**SET EXERCISE 1**. In the rows below, take everything from the row containing "window and mark each with a bounding box." down to the last row, and write it out again with the requests included and 8 added to every bounding-box coordinate.

**SELECTED EXCERPT**.
= = = =

RE: [PATCH for-rc] IB/isert: Fix hang in iscsit_wait_for_tag

"Saleem, Shiraz" <shiraz.saleem@xxxxxxxxx> · Tue, 7 Mar 2023 00:09:17 +0000

> Subject: Re: [PATCH for-rc] IB/isert: Fix hang in iscsit_wait_for_tag
> 
> 
> 
> On 1/30/23 20:22, Devale, Sindhu wrote:
> >
> >
> >> Subject: Re: [PATCH for-rc] IB/isert: Fix hang in iscsit_wait_for_tag
> >>
> >>
> >>> From: Mustafa Ismail <mustafa.ismail@xxxxxxxxx>
> >>>
> >>> Running fio can occasionally cause a hang when sbitmap_queue_get()
> >>> fails to return a tag in iscsit_allocate_cmd() and
> >>> iscsit_wait_for_tag() is called and will never return from the
> >>> schedule(). This is because the polling thread of the CQ is
> >>> suspended, and will not poll for a SQ completion which would free up a tag.
> >>> Fix this by creating a separate CQ for the SQ so that send
> >>> completions are processed on a separate thread and are not blocked
> >>> when the RQ CQ is stalled.
> >>>
> >>> Fixes: 10e9cbb6b531 ("scsi: target: Convert target drivers to use
> >>> sbitmap")

= = = =

**DATA SHOWN**.

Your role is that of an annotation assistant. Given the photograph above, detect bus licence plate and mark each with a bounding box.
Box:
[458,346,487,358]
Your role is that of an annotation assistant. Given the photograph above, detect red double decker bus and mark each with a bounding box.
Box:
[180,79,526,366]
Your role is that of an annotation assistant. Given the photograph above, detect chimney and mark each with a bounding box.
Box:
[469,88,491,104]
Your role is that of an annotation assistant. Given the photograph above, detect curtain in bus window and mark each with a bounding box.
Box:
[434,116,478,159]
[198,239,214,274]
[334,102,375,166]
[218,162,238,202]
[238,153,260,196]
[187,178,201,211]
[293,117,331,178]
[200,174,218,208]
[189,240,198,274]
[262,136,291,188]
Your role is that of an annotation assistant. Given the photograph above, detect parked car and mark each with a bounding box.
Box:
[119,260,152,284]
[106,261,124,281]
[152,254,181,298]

= = = =

**SET EXERCISE 2**. According to the isert patch email, what fix does the patch apply to stop the hang?

**TASK RESULT 1**.
Your role is that of an annotation assistant. Given the photograph above, detect curtain in bus window and mark each with a bounding box.
Box:
[442,124,486,167]
[206,247,222,282]
[342,110,383,174]
[226,170,246,210]
[246,161,268,204]
[195,186,209,219]
[301,125,339,186]
[208,182,226,216]
[197,248,206,282]
[270,144,299,196]
Your role is that of an annotation assistant. Given the photograph above, detect parked car and mark each with a bounding box.
Box:
[127,268,160,292]
[114,269,132,289]
[160,262,189,306]

**TASK RESULT 2**. It creates a separate CQ for the SQ, so that send completions are processed on a separate thread and are not blocked when the RQ CQ is stalled.